■ **Your instructions**
The entries are to be repeated verbatim, with nothing left out.

■ **Given entries**
##########

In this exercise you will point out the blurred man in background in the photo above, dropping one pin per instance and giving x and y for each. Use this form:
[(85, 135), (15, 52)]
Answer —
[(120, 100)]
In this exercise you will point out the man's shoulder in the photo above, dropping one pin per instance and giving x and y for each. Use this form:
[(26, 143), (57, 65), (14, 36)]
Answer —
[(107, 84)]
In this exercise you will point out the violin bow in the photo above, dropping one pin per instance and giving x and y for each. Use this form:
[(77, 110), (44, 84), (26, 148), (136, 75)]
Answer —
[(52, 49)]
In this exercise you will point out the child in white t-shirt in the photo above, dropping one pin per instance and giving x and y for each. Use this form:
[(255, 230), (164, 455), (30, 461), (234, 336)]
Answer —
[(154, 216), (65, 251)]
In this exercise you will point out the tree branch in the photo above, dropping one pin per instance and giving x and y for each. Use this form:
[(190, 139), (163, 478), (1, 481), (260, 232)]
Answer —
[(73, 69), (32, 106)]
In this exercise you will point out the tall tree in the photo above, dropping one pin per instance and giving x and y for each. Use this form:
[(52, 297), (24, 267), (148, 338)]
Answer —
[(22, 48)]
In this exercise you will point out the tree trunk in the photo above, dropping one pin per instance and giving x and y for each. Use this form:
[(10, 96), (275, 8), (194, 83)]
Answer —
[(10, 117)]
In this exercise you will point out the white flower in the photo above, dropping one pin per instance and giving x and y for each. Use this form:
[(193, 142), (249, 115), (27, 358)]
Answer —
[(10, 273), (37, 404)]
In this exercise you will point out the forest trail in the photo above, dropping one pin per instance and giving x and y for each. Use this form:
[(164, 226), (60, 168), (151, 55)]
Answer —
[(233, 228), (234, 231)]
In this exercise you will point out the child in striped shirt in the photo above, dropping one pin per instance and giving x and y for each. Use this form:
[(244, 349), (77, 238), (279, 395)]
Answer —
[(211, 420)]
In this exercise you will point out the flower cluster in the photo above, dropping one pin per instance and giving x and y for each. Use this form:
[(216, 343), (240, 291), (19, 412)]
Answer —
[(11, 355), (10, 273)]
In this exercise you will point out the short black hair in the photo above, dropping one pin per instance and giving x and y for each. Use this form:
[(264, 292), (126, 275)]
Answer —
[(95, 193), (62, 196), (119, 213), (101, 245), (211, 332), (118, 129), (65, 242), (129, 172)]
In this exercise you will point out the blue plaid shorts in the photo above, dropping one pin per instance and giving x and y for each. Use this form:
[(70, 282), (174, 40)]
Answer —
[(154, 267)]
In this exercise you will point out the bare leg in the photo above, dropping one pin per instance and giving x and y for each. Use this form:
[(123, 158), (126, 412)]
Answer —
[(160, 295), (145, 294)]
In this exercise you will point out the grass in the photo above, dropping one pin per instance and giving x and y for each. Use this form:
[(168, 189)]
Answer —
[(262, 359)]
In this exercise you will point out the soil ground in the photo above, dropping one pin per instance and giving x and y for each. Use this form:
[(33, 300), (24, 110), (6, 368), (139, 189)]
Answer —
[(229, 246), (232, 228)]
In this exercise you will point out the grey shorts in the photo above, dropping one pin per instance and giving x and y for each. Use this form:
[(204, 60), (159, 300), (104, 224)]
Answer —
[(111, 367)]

##########

■ **Solution for this task**
In this exercise you will point out the blurred man in background in the photo above, dropping one pin per instance and giving x and y for each. Use this form:
[(85, 135), (15, 52)]
Answer —
[(120, 100)]
In this exercise you will point out the man's shoulder in the photo above, dropping one pin per instance and giving x and y for each. Use this form:
[(26, 143), (57, 65), (14, 36)]
Answer —
[(107, 84)]
In this exercise you will point out the violin bow in the photo above, dropping one pin per instance and giving x and y for each. Use this form:
[(77, 110), (44, 84), (26, 148), (136, 75)]
Answer —
[(52, 49)]
In this exercise you will point out the child in white t-shirt in the photo above, dropping one pin per instance and giving x and y for each. Use this form:
[(255, 230), (164, 455), (30, 461), (234, 336)]
Answer —
[(154, 216), (65, 251)]
In this exercise you will point out the tree branch in the photo above, dropping one pin per instance and giving x and y for each. Use this form:
[(190, 139), (163, 478), (1, 481), (260, 232)]
Answer —
[(73, 69), (32, 106)]
In this exercise you will point out the tall tree in the photo above, dropping one pin per instance and giving x and y for each. Use this form:
[(52, 297), (24, 267), (148, 338)]
Answer —
[(22, 48)]
In this exercise you will point out the tree trunk in the photo above, dropping one pin per instance and giving x and y for each. Use this form:
[(10, 96), (275, 8), (194, 83)]
Answer —
[(10, 117)]
In this exercise you will point out the white flower in the photo above, dropping one pin per instance and giving x and y for each. Use this form:
[(193, 142), (249, 115), (27, 358)]
Answer —
[(10, 273), (37, 404)]
In this exercise you will point out the forest trail in the photo above, dropping one pin per instance and giving x and y for each. Use this form:
[(164, 226), (60, 168), (151, 55)]
Answer —
[(233, 228), (234, 231)]
In this exercise you will point out the child in striped shirt in the photo above, dropping one pin per instance and giving x and y for each. Use this form:
[(244, 349), (77, 238), (279, 395)]
Answer —
[(211, 420)]
In this exercise you will point out the flower cluster in the photo above, dropping one pin per instance and giving x and y for each. Use this form:
[(216, 343), (240, 291), (19, 412)]
Answer —
[(11, 355), (10, 273)]
In this exercise you will point out the short black hair in the photo above, dropping one pin per instance and giving x and y for each. Use this form:
[(264, 292), (126, 275)]
Answer —
[(95, 193), (62, 196), (119, 213), (101, 245), (211, 332), (118, 129), (65, 242), (129, 172)]
In this exercise you will point out the blue plaid shorts in the photo above, dropping one pin per instance and giving x and y for each. Use this form:
[(70, 282), (174, 40)]
Answer —
[(154, 267)]
In this exercise you will point out the bare leg in the photo above, dropping one pin per instance and giving x and y for each. Use this form:
[(123, 158), (126, 412)]
Answer —
[(160, 295), (145, 294)]
In this exercise you will point out the grass in the photo above, dropping one pin per instance and giving x and y for each. Use this form:
[(168, 189)]
Answer —
[(262, 359)]
In this exercise you will point out the soil ground in the photo above, dropping one pin per instance and giving x and y for each. Use this form:
[(33, 300), (24, 110), (6, 368), (139, 189)]
Answer —
[(229, 246), (232, 228)]
In this exercise you will point out the grey shorts in the photo above, dropping one pin per instance and giving x and y for each. Use this form:
[(204, 60), (159, 300), (104, 224)]
Answer —
[(111, 367)]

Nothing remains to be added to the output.